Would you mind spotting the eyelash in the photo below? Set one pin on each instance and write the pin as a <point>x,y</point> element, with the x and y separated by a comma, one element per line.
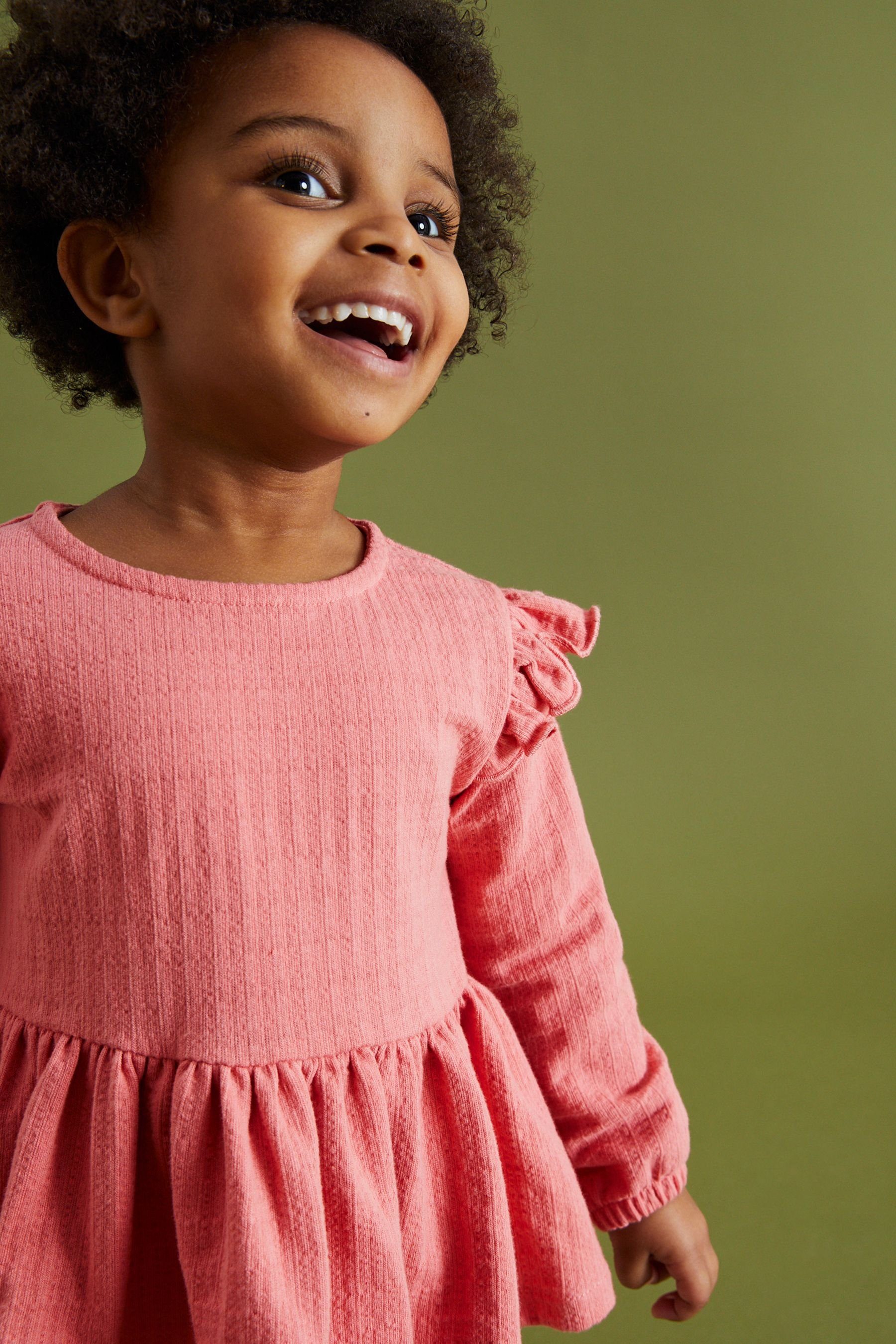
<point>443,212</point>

=-=-=-=-=

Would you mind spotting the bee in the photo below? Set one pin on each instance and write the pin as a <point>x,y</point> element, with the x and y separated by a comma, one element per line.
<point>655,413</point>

=-=-=-=-=

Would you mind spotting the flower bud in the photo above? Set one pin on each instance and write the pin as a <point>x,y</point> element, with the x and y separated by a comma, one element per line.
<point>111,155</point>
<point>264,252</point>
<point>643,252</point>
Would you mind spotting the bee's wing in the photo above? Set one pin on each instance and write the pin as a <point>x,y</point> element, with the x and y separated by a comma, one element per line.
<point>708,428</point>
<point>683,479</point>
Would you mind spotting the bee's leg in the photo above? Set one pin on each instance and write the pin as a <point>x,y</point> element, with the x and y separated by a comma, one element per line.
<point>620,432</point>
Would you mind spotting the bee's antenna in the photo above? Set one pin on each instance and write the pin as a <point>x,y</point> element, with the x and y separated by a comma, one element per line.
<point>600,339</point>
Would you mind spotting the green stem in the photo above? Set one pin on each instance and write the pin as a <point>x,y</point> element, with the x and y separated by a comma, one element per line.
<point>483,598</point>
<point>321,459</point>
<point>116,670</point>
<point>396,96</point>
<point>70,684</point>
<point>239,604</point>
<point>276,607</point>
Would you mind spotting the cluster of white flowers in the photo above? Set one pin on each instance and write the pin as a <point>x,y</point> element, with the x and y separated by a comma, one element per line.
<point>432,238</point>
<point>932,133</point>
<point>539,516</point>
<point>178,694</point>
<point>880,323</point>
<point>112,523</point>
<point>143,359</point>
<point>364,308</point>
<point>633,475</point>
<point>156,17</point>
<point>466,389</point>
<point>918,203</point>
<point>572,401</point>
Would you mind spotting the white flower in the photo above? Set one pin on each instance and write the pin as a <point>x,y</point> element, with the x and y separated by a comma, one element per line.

=-=-=-=-=

Looking back over the data above, restate word for word the lines that begin at the line with "Would you mind spotting the bee's wing" and end at the line with "Would you mind spotting the white", inclusive.

Would you mind spotting the bee's wing in the photo above? Set one pin on each instance and write the pin as a <point>x,y</point> element, with the x and y separated by a comma, one element per line.
<point>708,428</point>
<point>683,479</point>
Would you mind spotting the bee's leg in the photo above? Set one pin on each instance and write the pin as a <point>x,y</point> element, with the x and y separated by a comma, one element per line.
<point>620,432</point>
Would you mind spotting the bee's antenna in the photo above? Set one pin on each instance and write the pin as a <point>x,y</point> element, with the x and y separated by a comma, one element per line.
<point>600,339</point>
Would you mind spotting the green stem in the photo above? Set one pin on each instance and write the pin as a <point>x,y</point> element, with the x and y separated by a comma, one element per line.
<point>483,598</point>
<point>321,459</point>
<point>116,670</point>
<point>396,96</point>
<point>70,684</point>
<point>239,604</point>
<point>276,607</point>
Would you mind spotting the cluster of white flowers in the photo above? Set one pin on each instance and write the pin as a <point>x,y</point> element, with the x and y separated by a comma, one element per line.
<point>432,238</point>
<point>932,133</point>
<point>539,516</point>
<point>178,694</point>
<point>880,323</point>
<point>112,523</point>
<point>143,359</point>
<point>364,308</point>
<point>633,475</point>
<point>156,17</point>
<point>466,389</point>
<point>918,203</point>
<point>572,401</point>
Would you mind spotting the white flower in the photo above? Set one pin on each instance and write the pin as a <point>x,y</point> element, with the x and y separated by a comma, one element per line.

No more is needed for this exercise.